» **Tasks**:
A. Reproduce the passage of the pandemic essay between "What can we" and "all that well.", inclusive.
B. In the pandemic essay, what was most of the water stored in the basement used for?

» **Text under study**:
Content starts
FIGHTING PANDEMICS: Essay Topics

FIGHTING PANDEMICS

If I had a choice between solving global warming and eliminating the threat of global pandemics, I would choose the latter.

I am probably in the minority on this, but I think a pan­demic might be the graver threat. A few years ago I even put together a cache of food and water in my basement. Then if a pandemic hit, my family could stay inside for a month or two until things were sorted out. I suppose it’s time to restock the basement: we’ve used most of the water to fill the family fish tank and we haven’t checked the food in a while, but it’s prob­ably pretty stale.

What can we all do to fight global pandemics? The internet may be the single most powerful tool at hand. Pandemics tend to start in remote locations. Quickly extracting the vital medical information from those places would provide a head start on taming an epidemic. The for­mal networks like the U.S. Centers for Disease Control and Prevention do not seem to work all that well.
Content ends
» **Dataset extract**:
Content starts
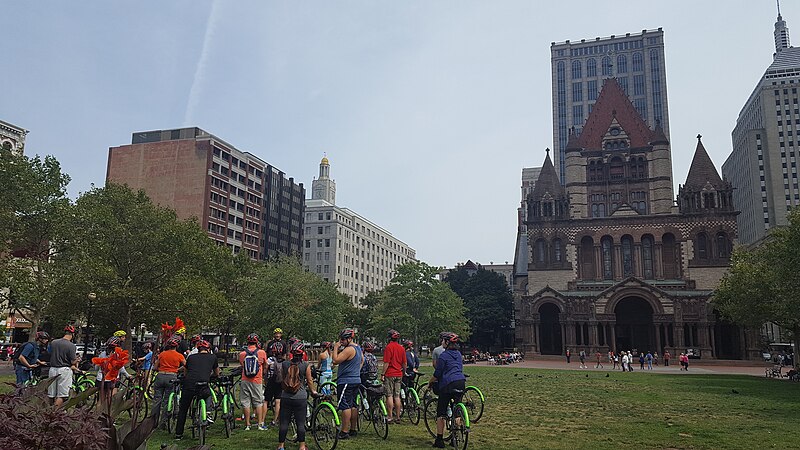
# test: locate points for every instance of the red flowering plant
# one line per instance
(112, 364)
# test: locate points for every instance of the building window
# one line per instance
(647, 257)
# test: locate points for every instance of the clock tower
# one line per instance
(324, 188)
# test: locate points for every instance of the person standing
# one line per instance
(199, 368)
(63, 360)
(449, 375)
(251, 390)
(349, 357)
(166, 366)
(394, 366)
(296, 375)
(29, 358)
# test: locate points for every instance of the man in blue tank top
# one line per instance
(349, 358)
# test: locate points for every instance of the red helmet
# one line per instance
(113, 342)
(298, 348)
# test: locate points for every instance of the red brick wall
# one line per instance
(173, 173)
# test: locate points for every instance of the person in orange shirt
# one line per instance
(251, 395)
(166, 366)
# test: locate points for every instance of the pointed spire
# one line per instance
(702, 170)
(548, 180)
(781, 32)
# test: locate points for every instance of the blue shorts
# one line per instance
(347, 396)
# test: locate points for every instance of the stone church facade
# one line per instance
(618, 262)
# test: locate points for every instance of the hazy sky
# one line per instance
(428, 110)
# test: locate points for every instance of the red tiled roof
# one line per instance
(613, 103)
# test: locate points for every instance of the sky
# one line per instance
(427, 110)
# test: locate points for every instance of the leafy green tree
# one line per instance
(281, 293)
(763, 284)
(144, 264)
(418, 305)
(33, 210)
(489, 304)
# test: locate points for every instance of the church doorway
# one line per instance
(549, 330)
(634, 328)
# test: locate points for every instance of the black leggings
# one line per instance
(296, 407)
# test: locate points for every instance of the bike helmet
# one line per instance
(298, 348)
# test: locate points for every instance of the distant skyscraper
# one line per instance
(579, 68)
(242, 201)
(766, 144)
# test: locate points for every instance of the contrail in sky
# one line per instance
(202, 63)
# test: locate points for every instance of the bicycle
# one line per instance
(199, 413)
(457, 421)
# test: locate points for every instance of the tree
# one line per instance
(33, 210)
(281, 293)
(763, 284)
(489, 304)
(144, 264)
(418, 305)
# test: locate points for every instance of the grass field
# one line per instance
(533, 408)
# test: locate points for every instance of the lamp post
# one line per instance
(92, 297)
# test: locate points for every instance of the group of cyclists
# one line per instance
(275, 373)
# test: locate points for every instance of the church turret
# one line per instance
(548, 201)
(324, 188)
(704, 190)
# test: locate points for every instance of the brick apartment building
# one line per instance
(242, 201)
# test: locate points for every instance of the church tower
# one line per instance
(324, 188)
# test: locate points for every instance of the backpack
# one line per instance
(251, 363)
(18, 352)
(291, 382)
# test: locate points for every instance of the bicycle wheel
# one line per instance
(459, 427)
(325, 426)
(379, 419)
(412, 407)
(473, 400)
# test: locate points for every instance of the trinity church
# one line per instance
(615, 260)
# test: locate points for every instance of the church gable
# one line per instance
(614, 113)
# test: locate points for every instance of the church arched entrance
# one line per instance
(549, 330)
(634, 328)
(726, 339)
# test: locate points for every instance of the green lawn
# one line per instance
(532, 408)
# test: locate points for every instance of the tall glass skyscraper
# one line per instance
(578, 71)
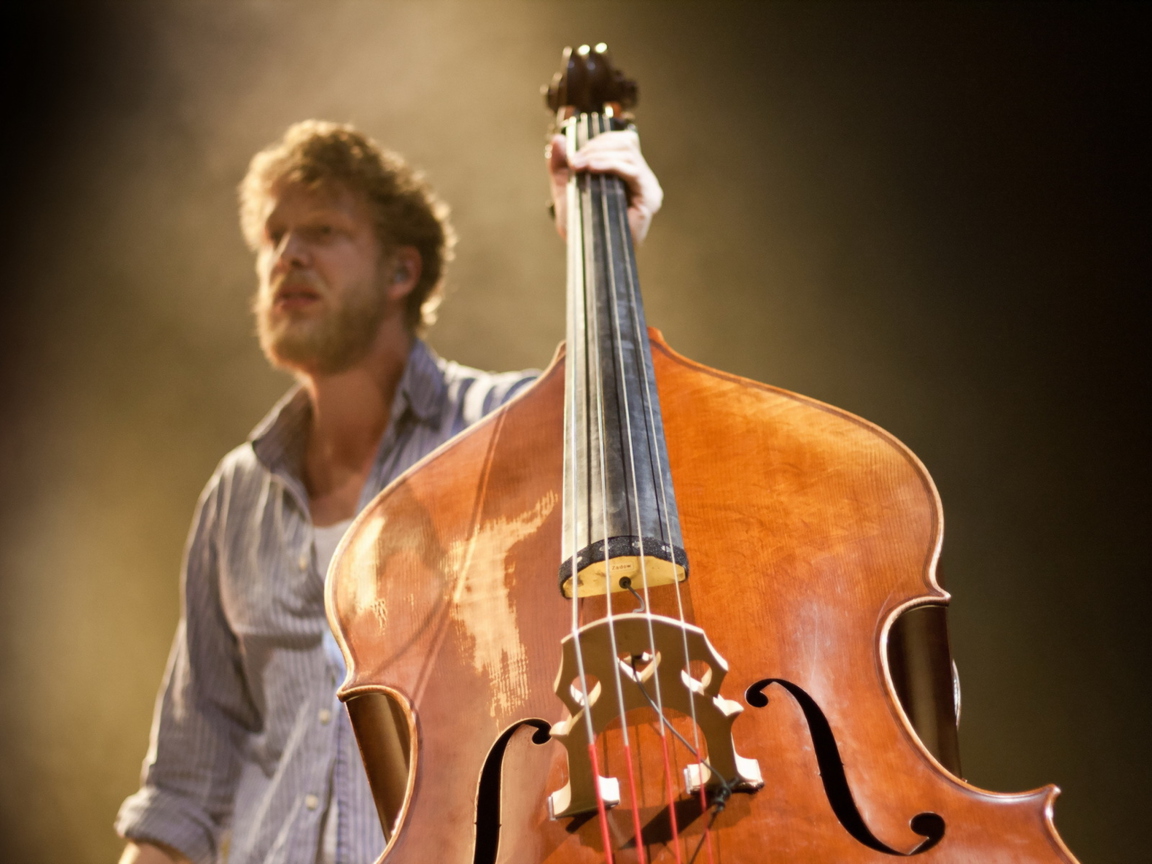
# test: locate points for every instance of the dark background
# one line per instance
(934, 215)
Content ends
» **Exercise results**:
A.
What can we all do to fight global pandemics? The internet may be the single most powerful tool at hand. Pandemics tend to start in remote locations. Quickly extracting the vital medical information from those places would provide a head start on taming an epidemic. The for­mal networks like the U.S. Centers for Disease Control and Prevention do not seem to work all that well.

B. Filling the family fish tank.